— Consigne donnée 1 —
Répondez aux questions suivantes à partir de la page consacrée à la bande originale de « Vibes » :
(a) À combien d'exemplaires l'édition est-elle limitée ?
(b) Qui s'est chargé du mastering ?
(c) Quel acteur interprète Harry Buscafusco ?

— Extrait du document —
1-Main Title 4.40
2-Opening The Pyramid 2.08
3-Andes Arrival 1.38
4-Mountain Trek 4.55
5-The Secret Revealed 2.24
6-The Lost City 8.21
7-The Journey Begins 5.56
8-Sylvia's Vision 2.56
9-End Title 3.10

Musique  composée par:

James Horner

Editeur:

Varèse Sarabande CD Club
VCL 1213 1147

Produit par:
James Horner
Producteur exécutif pour
Varèse Sarabande:
Robert Townson
Mastering:
Erick Labson

Edition limitée à 2000 exemplaires.

Artwork and pictures (c) 1988 Columbia Pictures Industries, Inc. All rights reserved.

Note: **1/2
VIBES
ORIGINAL MOTION PICTURE SOUNDTRACK
Music composed by James Horner
« Vibes » (Enquête en tête), c’est un peu le condensé de tous les mauvais aspects de certains films U.S. des années 80 : scénario absurde, ambiance bizarre et un peu décalée (à la fois comédie mais aussi film fantastique), acteurs en roue libre et réalisation fourre-tout, le film a été un échec lamentable à sa sortie en salles en 1988, éreinté par la critique et le public qui n’a pas réussi à suivre cette aventure farfelue d’un groupe d’individus aux pouvoirs parapsychiques partis en Equateur à la recherche d’une mythique pyramide renfermant une puissante énergie extra-terrestre capable de détruire le monde. Le film, réalisé par Ken Kwapis (un spécialiste des comédies, à qui l’on doit entre autre « Dunston Checks In » ou le très girly « The Sisterhood of the Traveling Pants »), débute avec la rencontre Sylvia Pickel (Cindy Lauper) et Nick Deezy (Jeff Goldblum). La première est une médium-voyante qui prétend parler à son guide spirituel, une certaine Louise, avec laquelle elle communique après être tombée d’une échelle à l’âge de 12 ans et restée dans le coma pendant 2 semaines. Le second est un psycho-métricien qui a le pouvoir de déterminer les événements entourant un objet qu’il touche. Sylvia croise alors la route du mystérieux Harry Buscafusco (Peter Falk), qui veut l’engager afin de retrouver son fils qui a disparu quelque part en Equateur. La jeune médium coquette et excentrique décide alors de recruter Nick, et ensemble, ils se rendent en Equateur, où Nick comprend qu’Harry leur a caché la vérité, et qu’il est en réalité à la recherche d’une ancienne cité d’or perdue dans les montagnes, et que son ancien partenaire est devenu fou après l’avoir découverte. Hélas, bien qu’ils soient furieux d’avoir été dupés, Nick et Sylvia ne peuvent plus faire demi tour, car le médium Ingo Swedlin (Googy Gress) et le docteur Harrison Steele (Julian Sands) sont aussi à la recherche de la cité d’or et finissent par s’en prendre à eux. Le docteur Steele tue alors Harry et prend Nick et Sylvia en otage, les forçant à utiliser leurs pouvoirs psychiques afin de retrouver la route menant à la mystérieuse cité d’or.

— Matériel fourni —

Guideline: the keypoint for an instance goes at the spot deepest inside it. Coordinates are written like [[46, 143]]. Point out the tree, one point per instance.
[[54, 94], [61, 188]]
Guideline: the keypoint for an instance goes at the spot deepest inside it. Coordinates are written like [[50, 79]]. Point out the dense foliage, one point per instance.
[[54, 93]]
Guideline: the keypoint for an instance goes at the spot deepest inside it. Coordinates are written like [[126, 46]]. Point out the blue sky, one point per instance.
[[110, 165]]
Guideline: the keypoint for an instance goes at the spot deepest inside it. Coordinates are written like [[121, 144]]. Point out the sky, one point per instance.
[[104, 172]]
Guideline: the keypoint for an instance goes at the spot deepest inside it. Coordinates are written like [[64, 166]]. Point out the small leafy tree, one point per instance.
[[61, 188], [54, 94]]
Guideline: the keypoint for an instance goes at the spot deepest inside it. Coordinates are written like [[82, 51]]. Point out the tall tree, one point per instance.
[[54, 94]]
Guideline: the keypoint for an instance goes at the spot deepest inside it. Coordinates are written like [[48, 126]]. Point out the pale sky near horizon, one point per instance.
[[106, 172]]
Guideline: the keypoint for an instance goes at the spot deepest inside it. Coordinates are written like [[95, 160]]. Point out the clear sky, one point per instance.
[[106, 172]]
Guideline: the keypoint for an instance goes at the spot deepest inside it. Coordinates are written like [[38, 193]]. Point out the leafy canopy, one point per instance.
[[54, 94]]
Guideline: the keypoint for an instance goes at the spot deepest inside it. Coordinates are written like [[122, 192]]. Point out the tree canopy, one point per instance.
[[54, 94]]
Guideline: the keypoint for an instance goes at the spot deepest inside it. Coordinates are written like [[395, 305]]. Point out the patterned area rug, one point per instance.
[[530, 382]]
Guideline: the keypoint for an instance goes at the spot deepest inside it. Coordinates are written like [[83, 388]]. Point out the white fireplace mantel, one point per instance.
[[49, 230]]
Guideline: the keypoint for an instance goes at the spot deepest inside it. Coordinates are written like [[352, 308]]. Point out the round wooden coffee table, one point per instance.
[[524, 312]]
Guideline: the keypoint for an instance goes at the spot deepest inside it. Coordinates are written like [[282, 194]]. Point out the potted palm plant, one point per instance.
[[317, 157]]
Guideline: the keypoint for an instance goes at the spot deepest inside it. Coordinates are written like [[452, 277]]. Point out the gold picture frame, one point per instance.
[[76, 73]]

— Consigne donnée 2 —
Recopiez mot pour mot les lignes de la liste, en commençant par celle qui contient « leafy canopy, one point per instance. » et en terminant par celle qui contient « [[524, 312]] », ces deux lignes comprises.

— Solution proposée 1 —
(a) 2000 exemplaires.
(b) Erick Labson.
(c) Peter Falk.

— Solution proposée 2 —
Guideline: the keypoint for an instance goes at the spot deepest inside it. Coordinates are written like [[38, 193]]. Point out the leafy canopy, one point per instance.
[[54, 94]]
Guideline: the keypoint for an instance goes at the spot deepest inside it. Coordinates are written like [[122, 192]]. Point out the tree canopy, one point per instance.
[[54, 94]]
Guideline: the keypoint for an instance goes at the spot deepest inside it. Coordinates are written like [[395, 305]]. Point out the patterned area rug, one point per instance.
[[530, 382]]
Guideline: the keypoint for an instance goes at the spot deepest inside it. Coordinates are written like [[83, 388]]. Point out the white fireplace mantel, one point per instance.
[[49, 230]]
Guideline: the keypoint for an instance goes at the spot deepest inside it. Coordinates are written like [[352, 308]]. Point out the round wooden coffee table, one point per instance.
[[524, 312]]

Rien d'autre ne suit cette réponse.